### Goal of the exercise
Please show every line of the records below that contains the word "handle", copying each such line in full.

-- start Entries --

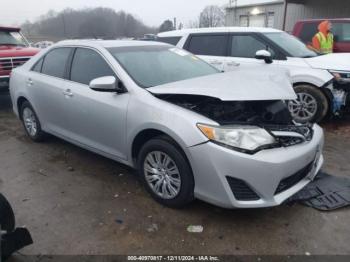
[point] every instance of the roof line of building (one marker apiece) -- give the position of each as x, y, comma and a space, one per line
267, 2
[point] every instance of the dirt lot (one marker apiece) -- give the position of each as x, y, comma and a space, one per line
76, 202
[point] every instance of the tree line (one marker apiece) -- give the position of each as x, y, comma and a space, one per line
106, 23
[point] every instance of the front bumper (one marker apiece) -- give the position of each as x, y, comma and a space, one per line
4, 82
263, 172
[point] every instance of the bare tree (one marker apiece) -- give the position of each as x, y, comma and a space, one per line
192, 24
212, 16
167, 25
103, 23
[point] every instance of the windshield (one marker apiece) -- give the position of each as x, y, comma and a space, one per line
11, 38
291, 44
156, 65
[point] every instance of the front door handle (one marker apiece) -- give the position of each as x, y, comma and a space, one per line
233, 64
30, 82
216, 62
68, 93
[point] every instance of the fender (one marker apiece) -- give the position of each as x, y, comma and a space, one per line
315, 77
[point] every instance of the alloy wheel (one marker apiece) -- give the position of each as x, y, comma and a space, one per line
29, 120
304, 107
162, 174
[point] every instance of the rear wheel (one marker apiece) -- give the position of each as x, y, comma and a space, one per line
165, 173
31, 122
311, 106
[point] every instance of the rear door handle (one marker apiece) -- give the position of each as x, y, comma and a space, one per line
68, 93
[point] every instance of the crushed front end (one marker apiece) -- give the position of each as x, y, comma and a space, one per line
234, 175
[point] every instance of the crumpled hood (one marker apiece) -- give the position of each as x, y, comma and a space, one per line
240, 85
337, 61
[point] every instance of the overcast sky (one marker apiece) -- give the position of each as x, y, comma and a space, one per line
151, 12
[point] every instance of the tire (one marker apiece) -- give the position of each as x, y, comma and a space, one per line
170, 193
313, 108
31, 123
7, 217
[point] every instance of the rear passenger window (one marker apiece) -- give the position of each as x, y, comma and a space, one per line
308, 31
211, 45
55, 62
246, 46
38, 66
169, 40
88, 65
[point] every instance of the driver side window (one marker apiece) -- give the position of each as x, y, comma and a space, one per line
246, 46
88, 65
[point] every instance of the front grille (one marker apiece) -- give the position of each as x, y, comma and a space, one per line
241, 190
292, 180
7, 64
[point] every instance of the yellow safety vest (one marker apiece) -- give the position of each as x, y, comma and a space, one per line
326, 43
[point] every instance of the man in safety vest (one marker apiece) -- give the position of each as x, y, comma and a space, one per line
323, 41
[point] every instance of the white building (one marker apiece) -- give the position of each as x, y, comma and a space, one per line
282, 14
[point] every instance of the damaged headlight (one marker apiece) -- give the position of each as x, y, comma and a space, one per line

-- end Entries --
-- start Entries --

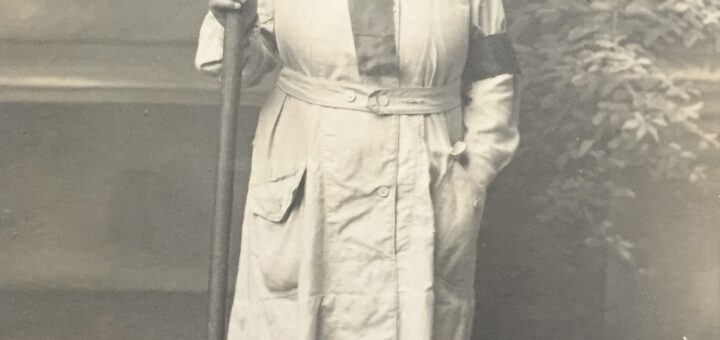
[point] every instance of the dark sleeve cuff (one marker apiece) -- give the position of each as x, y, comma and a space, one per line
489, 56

-- end Entries --

### Complete output
[point] every instance of the front door handle (one marker apiece) -- give the position of each as x, y, comma and a space, one per line
[point] every instance of the rear door handle (one marker apiece) -- give the position of each as x, y, comma and a space, one per line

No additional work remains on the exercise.